_Given exercise_. Please arrange the listing below as a Markdown table with the columns "No." and "Line", giving each line a row number and leaving out blank lines. Include only the lines from the one containing "Target: metal pole" up to and including the one containing "column 747, row 607".

_Input material_.
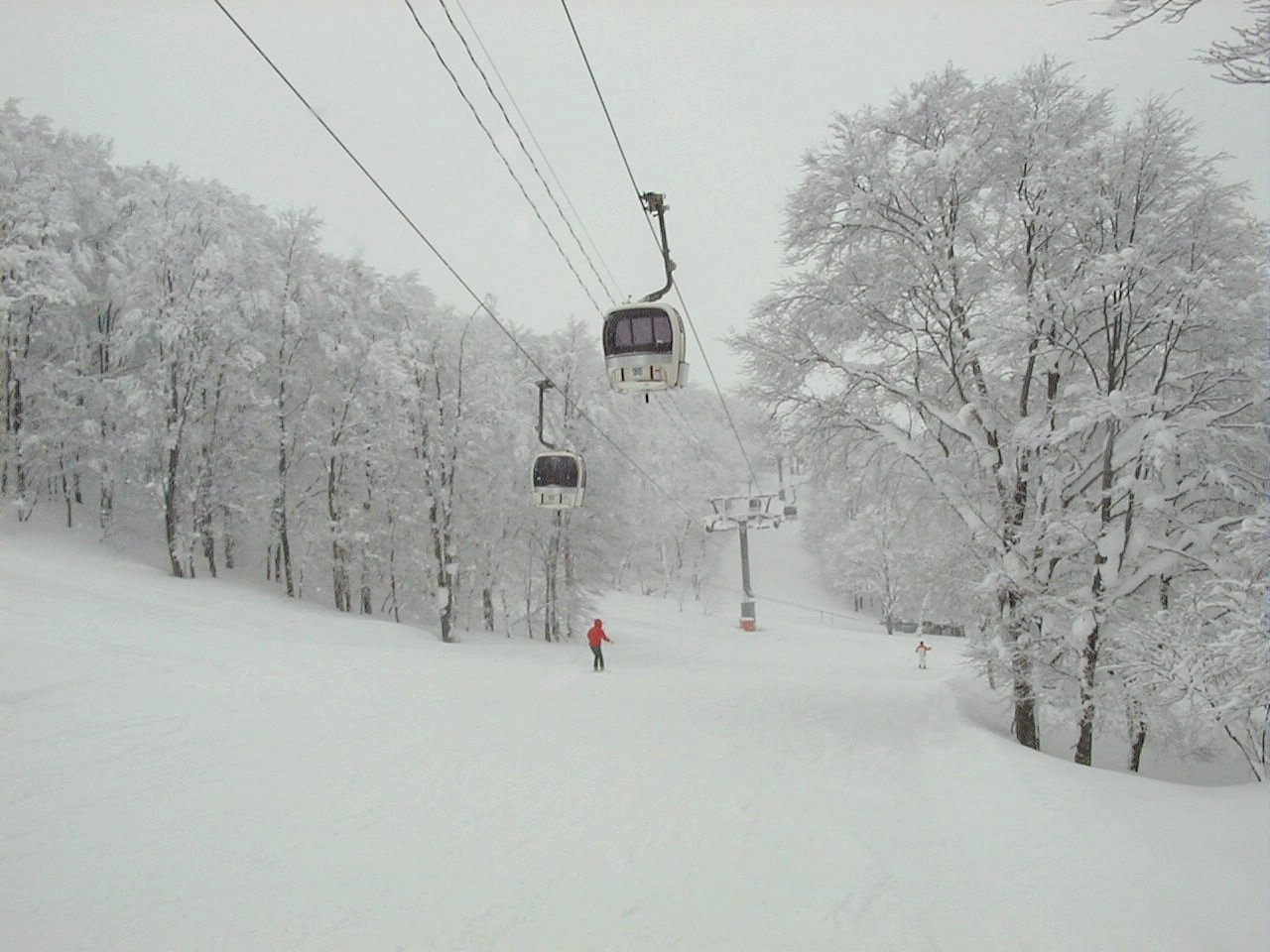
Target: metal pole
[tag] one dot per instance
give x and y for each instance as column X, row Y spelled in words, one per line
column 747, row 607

...

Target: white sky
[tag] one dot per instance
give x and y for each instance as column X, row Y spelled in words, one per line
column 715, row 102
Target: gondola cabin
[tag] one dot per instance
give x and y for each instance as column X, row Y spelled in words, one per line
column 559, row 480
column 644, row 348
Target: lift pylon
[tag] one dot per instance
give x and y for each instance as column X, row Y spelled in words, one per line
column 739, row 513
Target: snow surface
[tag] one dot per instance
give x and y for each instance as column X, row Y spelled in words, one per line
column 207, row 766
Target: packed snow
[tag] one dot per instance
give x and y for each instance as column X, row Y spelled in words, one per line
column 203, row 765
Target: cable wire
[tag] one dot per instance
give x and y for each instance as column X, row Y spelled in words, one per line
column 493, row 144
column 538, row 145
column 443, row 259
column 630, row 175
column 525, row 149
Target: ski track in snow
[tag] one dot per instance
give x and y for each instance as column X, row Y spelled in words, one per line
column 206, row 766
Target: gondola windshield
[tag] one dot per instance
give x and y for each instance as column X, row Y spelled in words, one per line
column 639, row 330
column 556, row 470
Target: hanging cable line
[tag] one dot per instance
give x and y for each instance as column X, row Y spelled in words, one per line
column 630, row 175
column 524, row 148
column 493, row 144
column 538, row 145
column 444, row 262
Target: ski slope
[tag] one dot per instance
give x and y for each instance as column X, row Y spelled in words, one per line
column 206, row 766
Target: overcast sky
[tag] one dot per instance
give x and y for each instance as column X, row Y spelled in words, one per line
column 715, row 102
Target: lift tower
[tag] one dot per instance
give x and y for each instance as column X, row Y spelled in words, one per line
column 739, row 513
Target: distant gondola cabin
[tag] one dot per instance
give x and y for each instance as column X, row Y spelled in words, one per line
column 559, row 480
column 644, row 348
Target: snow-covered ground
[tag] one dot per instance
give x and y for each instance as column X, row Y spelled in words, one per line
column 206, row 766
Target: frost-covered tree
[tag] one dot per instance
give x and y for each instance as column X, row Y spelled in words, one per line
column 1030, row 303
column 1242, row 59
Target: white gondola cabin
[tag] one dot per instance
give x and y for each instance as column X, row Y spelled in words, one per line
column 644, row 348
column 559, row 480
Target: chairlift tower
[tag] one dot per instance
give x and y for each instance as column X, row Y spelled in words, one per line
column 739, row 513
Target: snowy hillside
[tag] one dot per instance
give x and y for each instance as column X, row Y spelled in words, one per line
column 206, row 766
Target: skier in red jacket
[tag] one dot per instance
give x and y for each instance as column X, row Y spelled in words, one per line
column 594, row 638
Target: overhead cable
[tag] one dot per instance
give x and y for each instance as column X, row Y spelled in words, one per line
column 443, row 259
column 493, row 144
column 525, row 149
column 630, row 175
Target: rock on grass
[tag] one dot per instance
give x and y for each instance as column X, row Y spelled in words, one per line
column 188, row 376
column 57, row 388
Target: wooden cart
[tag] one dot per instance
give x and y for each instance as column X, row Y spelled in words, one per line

...

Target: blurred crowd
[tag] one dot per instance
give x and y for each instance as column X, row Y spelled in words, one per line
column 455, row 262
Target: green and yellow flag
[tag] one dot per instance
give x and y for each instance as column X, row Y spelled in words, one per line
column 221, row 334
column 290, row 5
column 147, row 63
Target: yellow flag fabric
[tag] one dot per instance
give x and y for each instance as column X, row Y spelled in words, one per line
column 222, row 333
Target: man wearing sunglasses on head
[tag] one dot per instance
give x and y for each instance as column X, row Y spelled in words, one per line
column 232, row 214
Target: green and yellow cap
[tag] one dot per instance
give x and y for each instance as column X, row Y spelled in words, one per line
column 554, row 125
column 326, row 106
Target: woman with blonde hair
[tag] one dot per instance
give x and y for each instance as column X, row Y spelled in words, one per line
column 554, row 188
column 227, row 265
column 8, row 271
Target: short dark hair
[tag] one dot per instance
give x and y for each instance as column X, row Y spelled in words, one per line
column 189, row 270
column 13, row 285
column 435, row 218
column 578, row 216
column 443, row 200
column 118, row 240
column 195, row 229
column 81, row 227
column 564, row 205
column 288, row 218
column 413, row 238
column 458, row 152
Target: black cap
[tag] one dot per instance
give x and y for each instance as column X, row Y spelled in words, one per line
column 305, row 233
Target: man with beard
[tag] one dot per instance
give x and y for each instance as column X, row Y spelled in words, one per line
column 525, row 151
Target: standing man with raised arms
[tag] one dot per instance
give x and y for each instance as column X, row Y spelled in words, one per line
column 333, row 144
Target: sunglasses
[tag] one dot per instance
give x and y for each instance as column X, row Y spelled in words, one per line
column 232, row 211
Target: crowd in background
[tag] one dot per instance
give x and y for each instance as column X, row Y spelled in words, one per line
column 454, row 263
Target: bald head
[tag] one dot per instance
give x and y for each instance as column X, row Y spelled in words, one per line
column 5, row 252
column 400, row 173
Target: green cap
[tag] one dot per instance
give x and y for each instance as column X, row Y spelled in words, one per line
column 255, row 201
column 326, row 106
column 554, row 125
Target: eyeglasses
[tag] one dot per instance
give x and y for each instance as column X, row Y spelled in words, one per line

_Result below_.
| No. | Line |
|---|---|
| 1 | Target: metal pole |
| 2 | [tag] one dot per instance |
| 3 | give x and y for each instance as column X, row Y spelled in words, one per line |
| 4 | column 747, row 607 |